*WHAT IS EXPECTED*:
Pictures do not belong in the copy, so please give every entry below again exactly.

## begin RAW DATA

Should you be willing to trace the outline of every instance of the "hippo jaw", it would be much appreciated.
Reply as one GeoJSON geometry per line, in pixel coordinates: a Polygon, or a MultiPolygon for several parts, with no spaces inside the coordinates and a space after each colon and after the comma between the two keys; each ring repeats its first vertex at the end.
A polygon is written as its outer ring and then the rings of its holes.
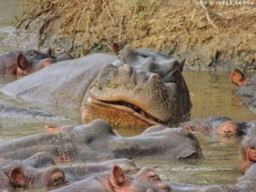
{"type": "MultiPolygon", "coordinates": [[[[87,109],[93,110],[94,108],[102,108],[102,111],[108,109],[109,111],[112,111],[112,113],[116,113],[117,115],[126,114],[126,120],[130,121],[130,123],[131,123],[131,121],[135,121],[134,125],[145,125],[146,126],[152,126],[163,124],[160,122],[160,120],[151,116],[146,111],[142,110],[137,106],[122,101],[101,101],[89,97],[87,101],[87,109]],[[134,120],[132,119],[134,119],[134,120]]],[[[86,119],[87,117],[83,118],[86,119]]],[[[123,121],[124,119],[122,119],[122,122],[123,121]]],[[[131,125],[130,123],[129,125],[131,125]]]]}
{"type": "Polygon", "coordinates": [[[118,119],[127,116],[127,125],[168,125],[176,120],[177,108],[177,94],[170,91],[175,89],[168,89],[155,76],[127,69],[125,66],[107,65],[86,93],[83,117],[86,121],[101,118],[112,125],[117,120],[120,126],[126,119],[118,119]]]}

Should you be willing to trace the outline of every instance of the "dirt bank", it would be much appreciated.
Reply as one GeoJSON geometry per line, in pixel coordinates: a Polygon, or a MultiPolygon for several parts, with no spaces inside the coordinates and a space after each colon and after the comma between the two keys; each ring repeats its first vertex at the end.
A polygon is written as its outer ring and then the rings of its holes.
{"type": "Polygon", "coordinates": [[[256,69],[256,0],[26,2],[9,39],[23,48],[79,57],[119,41],[186,57],[190,69],[256,69]]]}

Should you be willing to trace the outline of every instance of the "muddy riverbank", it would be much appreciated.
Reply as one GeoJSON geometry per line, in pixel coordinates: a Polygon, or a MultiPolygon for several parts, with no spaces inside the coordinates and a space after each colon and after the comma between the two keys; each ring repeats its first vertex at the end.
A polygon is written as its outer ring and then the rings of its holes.
{"type": "Polygon", "coordinates": [[[255,0],[26,2],[9,39],[22,48],[79,57],[119,41],[186,57],[189,69],[256,68],[255,0]]]}

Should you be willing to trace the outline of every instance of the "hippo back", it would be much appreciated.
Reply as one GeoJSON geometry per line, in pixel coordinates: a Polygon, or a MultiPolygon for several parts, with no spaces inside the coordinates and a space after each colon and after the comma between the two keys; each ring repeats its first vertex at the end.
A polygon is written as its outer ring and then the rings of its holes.
{"type": "Polygon", "coordinates": [[[93,54],[58,62],[7,84],[1,91],[43,103],[80,108],[88,87],[100,69],[114,60],[115,56],[110,55],[93,54]]]}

## end RAW DATA

*RESULT OF THIS TASK*:
Should you be willing to trace the outline of every instance of the "hippo jaw", it would be much appreciated.
Reply as one GeoJSON geometry per line, in pixel coordinates: a Polygon, or a MultiPolygon for several parts, with no spaces inside the coordinates and a space after each colon and after the comma between the two keys; each ring repeats its first vertex at the end.
A polygon is written as its outer ring and then the rings of its holes.
{"type": "MultiPolygon", "coordinates": [[[[87,109],[93,110],[94,108],[102,108],[102,111],[108,109],[109,111],[112,111],[112,113],[116,113],[117,115],[126,114],[126,120],[130,121],[130,123],[131,123],[131,121],[135,121],[134,125],[145,125],[146,126],[152,126],[163,124],[160,122],[160,120],[151,116],[146,111],[142,110],[137,106],[122,101],[101,101],[89,97],[87,101],[87,109]],[[134,120],[132,119],[134,119],[134,120]]],[[[86,119],[87,117],[83,118],[86,119]]],[[[123,121],[124,119],[122,119],[122,122],[123,121]]],[[[131,125],[130,123],[129,125],[131,125]]]]}
{"type": "Polygon", "coordinates": [[[118,119],[127,116],[127,125],[168,125],[176,120],[177,108],[177,94],[170,91],[175,89],[168,89],[155,76],[127,69],[125,66],[107,65],[86,93],[83,117],[86,121],[101,118],[112,125],[117,120],[120,126],[126,119],[118,119]]]}

Should you be willing to trace the outline of every instance of the "dirt bank", it would be much appreciated.
Reply as one GeoJSON geometry per line, in pixel coordinates: a Polygon, or a MultiPolygon for several parts, with no spaces inside the coordinates and a space after each colon and after the comma between the two keys; each ring repeats its first vertex at the end.
A polygon is written as its outer ring and then the rings of its holes.
{"type": "Polygon", "coordinates": [[[256,69],[256,0],[26,2],[9,39],[23,48],[79,57],[119,41],[186,57],[190,69],[256,69]]]}

Should you be willing to trace the outline of every instance of the "muddy riverbank", it would be much appreciated.
Reply as one GeoJSON geometry per line, in pixel coordinates: a Polygon, or a MultiPolygon for several parts, with no spaces inside the coordinates and a space after each colon and after the comma between the two keys; each ring repeats its first vertex at the end.
A polygon is written as its outer ring and then the rings of its holes.
{"type": "Polygon", "coordinates": [[[255,0],[26,2],[9,39],[22,48],[79,57],[119,41],[186,57],[189,69],[256,68],[255,0]]]}

Should you be willing to trace the outline of every instance of the "hippo back", it would be much appreciated.
Reply as one GeoJSON geometry per line, in pixel coordinates: a Polygon, or a MultiPolygon for several parts, with no spaces inside the coordinates and a space after each colon and after the comma between the two keys; each ring repeats its first vertex at the end.
A polygon is written as its outer ring and then the rings of its holes.
{"type": "Polygon", "coordinates": [[[93,54],[58,62],[7,84],[1,91],[43,103],[80,108],[88,87],[100,69],[114,60],[115,56],[110,55],[93,54]]]}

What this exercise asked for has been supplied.